> Set exercise:
Transcribe, exactly as they appear, only the lines from the one holding "Where can you spot the sports" through the end of the entries below.

> Data records:
* * * * *
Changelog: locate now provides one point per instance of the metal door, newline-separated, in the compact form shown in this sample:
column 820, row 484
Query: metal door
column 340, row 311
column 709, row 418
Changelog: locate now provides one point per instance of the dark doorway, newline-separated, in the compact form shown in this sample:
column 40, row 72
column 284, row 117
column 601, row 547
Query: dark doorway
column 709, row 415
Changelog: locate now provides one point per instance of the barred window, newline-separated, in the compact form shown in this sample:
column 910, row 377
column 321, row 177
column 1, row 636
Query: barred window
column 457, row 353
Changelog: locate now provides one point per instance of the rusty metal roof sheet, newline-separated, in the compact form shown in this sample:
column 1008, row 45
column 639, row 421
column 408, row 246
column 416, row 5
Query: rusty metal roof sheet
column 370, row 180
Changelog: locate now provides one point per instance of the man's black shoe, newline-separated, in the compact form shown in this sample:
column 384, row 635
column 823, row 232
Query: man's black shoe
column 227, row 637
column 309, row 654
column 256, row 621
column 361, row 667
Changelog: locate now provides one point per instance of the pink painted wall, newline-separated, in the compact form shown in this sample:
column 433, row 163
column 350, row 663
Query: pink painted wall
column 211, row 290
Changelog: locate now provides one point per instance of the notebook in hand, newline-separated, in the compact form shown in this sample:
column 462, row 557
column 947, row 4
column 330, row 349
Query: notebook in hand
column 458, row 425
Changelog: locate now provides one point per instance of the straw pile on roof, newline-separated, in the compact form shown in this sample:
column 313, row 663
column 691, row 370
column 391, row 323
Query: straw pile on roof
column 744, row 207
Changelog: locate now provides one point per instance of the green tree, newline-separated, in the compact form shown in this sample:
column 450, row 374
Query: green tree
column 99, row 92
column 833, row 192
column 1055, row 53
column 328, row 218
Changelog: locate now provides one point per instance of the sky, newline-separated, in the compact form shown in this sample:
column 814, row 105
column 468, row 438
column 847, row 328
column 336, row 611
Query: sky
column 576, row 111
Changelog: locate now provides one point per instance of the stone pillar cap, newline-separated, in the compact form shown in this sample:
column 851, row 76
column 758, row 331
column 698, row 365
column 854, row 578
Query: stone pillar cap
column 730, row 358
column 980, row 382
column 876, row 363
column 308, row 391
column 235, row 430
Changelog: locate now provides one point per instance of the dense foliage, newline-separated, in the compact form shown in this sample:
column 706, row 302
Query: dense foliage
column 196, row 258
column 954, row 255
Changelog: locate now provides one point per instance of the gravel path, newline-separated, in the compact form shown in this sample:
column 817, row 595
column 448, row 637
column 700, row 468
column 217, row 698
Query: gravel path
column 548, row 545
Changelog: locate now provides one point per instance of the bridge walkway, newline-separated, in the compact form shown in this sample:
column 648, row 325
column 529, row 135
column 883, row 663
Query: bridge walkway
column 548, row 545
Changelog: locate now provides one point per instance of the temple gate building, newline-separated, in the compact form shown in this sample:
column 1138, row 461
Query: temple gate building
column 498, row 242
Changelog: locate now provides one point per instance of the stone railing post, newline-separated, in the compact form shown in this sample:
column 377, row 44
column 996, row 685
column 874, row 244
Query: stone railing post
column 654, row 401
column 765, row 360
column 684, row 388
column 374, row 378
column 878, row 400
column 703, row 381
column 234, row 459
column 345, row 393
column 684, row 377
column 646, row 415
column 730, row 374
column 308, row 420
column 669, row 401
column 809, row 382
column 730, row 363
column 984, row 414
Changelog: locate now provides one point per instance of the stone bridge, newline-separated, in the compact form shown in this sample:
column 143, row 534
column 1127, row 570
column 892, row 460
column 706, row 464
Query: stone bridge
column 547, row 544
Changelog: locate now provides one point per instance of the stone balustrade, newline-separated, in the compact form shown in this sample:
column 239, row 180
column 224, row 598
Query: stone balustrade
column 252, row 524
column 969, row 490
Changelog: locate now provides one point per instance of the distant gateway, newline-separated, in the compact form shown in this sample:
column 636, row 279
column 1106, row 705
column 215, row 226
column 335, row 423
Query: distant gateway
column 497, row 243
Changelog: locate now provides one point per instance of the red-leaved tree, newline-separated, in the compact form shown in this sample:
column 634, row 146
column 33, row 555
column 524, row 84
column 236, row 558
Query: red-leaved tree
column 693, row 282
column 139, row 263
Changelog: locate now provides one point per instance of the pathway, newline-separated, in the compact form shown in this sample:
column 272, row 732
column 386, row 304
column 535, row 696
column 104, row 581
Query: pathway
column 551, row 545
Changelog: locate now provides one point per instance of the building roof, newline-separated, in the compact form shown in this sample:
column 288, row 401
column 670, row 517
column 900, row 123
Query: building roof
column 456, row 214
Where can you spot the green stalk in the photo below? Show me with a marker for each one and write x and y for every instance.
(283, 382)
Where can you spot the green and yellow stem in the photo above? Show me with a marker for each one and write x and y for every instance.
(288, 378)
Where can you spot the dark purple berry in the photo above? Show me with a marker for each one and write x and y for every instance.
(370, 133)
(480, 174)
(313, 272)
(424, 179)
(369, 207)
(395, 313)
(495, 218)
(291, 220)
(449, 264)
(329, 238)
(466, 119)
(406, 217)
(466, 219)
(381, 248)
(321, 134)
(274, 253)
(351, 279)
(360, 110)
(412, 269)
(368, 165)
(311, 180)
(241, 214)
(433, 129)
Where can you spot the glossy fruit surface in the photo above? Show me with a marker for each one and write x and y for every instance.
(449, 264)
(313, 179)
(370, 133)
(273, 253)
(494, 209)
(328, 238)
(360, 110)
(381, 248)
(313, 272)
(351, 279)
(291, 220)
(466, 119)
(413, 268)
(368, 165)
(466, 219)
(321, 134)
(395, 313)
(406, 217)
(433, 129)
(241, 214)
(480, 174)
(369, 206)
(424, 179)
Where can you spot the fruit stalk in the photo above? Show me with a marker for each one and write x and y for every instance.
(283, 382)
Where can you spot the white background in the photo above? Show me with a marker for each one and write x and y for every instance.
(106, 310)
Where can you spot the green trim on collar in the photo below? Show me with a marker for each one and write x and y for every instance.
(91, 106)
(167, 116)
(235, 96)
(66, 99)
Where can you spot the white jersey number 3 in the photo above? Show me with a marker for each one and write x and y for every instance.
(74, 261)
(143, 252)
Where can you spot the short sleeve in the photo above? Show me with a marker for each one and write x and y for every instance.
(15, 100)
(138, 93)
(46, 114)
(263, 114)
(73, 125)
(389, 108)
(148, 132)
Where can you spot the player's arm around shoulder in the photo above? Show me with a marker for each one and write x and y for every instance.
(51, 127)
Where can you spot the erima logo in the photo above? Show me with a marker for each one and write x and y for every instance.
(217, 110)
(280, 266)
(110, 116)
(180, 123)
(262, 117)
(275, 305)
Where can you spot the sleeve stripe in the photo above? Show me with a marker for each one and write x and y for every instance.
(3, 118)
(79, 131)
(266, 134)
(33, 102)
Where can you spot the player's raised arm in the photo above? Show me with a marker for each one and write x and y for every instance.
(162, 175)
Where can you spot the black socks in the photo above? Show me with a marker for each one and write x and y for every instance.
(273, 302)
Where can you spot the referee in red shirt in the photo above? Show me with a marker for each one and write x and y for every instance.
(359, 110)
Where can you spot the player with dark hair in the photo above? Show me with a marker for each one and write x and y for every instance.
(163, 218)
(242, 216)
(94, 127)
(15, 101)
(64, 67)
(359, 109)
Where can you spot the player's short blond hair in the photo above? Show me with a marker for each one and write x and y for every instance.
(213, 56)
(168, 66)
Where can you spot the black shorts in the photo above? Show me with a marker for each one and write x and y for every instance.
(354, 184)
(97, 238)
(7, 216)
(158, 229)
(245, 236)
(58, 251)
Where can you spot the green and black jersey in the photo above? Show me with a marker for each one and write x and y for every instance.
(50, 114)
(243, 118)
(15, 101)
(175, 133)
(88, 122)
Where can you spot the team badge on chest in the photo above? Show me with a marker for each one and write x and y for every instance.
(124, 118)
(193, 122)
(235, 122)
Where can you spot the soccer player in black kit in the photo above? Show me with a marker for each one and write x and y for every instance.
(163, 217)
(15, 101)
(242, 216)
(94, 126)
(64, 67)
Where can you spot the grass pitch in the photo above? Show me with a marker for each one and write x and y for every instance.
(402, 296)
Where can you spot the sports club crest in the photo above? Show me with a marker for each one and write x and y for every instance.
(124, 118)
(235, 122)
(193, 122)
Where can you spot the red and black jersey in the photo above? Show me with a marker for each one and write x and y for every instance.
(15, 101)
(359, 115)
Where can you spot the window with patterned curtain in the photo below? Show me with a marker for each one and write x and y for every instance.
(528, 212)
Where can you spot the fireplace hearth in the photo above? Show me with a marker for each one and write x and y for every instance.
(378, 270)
* * * * *
> Output for this exercise:
Where can you spot the sports club crest in the photo above? Show me with a marker for each one and write x and y for every instance.
(124, 118)
(235, 122)
(193, 122)
Where can you spot the red and black jersey in the photo above? Show me with a marker for each one and write x and y for every instance.
(15, 101)
(359, 115)
Where can you spot the window with patterned curtain in the photo below? Show me with a marker for each one and write x and y for every instance.
(528, 212)
Where can you spot the fireplace hearth in the photo above? Show me with a marker for each one and write x and y for every instance.
(378, 270)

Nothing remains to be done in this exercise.